===== Listed records =====

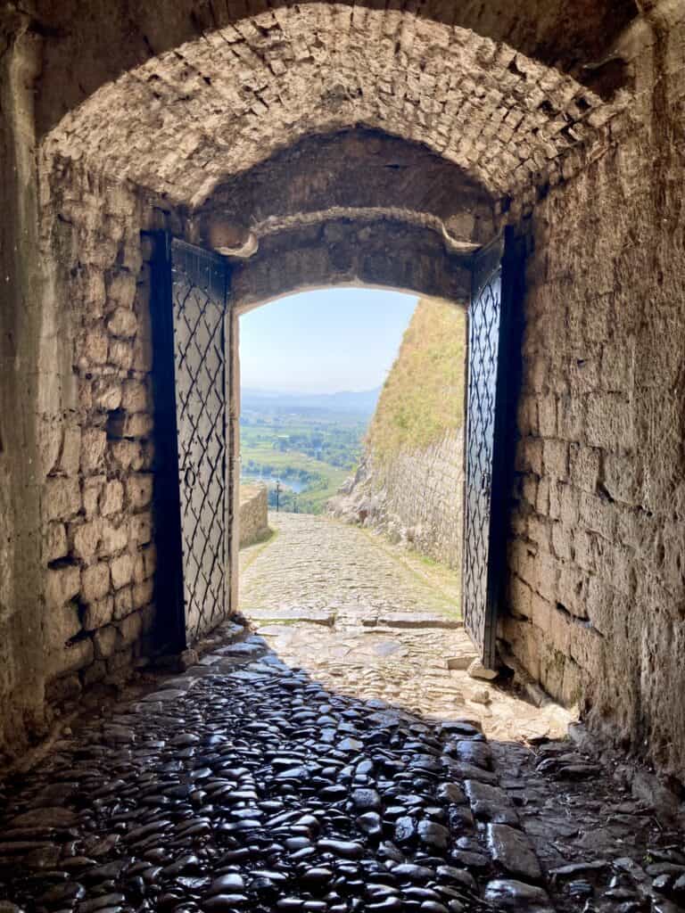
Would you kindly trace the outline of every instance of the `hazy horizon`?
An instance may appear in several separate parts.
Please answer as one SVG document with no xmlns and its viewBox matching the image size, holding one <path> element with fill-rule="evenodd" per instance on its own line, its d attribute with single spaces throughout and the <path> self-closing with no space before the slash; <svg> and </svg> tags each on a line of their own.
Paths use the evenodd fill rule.
<svg viewBox="0 0 685 913">
<path fill-rule="evenodd" d="M 240 318 L 244 389 L 289 395 L 381 387 L 418 300 L 375 289 L 323 289 Z"/>
</svg>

=====

Copy every line of the entries above word for word, and leave the pictures out.

Would you kindly trace the outline of every instance of the `hazy horizon`?
An instance may appear in several separate parts.
Please answer as one SVG document with no xmlns and its viewBox matching the image size, holding one <path> element with fill-rule="evenodd" per instance on its own line, its d attribute with single spaces throughout and the <path> self-closing with no space before the slash; <svg> and </svg> tags each on a line of their own.
Paths use the evenodd fill rule.
<svg viewBox="0 0 685 913">
<path fill-rule="evenodd" d="M 240 318 L 244 389 L 289 395 L 381 387 L 418 300 L 375 289 L 323 289 Z"/>
</svg>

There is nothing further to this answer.